Could you put the entries below, from the start through the line that contains "[72,80,83,86]", into a two-column CSV with the headers text and answer? Give one row per entry, and put each field in quotes with any line breaks replaced by spaces.

- DATA SHOWN -
--- START ---
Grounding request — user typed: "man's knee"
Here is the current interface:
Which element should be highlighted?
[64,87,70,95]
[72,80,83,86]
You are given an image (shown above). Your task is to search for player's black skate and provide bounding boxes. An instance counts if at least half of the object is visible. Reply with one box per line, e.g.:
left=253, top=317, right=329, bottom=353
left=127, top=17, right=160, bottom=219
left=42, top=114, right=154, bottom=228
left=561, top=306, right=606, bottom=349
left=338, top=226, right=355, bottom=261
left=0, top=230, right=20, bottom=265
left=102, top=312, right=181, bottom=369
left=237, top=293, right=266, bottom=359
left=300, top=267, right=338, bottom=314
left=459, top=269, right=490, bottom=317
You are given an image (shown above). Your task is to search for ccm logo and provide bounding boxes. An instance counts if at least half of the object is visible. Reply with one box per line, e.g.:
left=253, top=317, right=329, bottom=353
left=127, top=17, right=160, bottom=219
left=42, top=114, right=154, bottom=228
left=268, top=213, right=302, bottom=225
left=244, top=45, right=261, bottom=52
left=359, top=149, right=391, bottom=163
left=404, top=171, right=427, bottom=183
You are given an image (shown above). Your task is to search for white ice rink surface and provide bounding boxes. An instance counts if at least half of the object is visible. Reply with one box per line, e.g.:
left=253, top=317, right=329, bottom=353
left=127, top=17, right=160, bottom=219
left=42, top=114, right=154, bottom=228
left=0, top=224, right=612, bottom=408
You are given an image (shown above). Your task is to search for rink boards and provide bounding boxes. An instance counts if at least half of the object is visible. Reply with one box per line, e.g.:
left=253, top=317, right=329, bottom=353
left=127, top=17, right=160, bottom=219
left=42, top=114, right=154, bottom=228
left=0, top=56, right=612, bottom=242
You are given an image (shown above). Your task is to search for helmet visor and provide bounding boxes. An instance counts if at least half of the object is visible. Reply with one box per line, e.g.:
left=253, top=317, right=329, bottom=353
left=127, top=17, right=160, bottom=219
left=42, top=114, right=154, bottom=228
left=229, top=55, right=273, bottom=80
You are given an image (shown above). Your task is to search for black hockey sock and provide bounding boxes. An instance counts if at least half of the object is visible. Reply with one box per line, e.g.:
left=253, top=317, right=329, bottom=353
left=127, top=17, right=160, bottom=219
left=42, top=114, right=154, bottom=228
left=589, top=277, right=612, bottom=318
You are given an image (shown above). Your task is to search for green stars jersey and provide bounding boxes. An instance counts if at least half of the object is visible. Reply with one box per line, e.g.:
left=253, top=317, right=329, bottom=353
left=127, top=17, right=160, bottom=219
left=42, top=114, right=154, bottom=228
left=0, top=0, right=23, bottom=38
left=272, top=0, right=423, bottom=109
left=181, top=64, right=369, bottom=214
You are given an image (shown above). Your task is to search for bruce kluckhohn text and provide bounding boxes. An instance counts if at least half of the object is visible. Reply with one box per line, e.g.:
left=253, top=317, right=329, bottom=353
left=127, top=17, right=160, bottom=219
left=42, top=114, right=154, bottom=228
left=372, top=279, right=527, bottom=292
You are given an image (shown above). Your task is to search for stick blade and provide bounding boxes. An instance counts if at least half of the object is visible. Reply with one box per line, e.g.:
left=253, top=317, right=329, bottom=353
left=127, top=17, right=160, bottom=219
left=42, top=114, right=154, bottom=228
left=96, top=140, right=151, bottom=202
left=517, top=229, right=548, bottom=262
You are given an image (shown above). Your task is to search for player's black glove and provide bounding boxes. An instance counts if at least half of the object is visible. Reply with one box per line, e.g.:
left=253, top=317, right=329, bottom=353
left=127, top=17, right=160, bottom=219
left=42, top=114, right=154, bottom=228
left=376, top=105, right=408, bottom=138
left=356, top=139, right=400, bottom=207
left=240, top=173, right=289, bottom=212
--- END ---
- ANSWER BELOW -
text,answer
"Grounding request — user typed: ""man's knee"" Here is the current interface: Which element should be highlighted?","[64,87,70,95] [72,80,83,86]"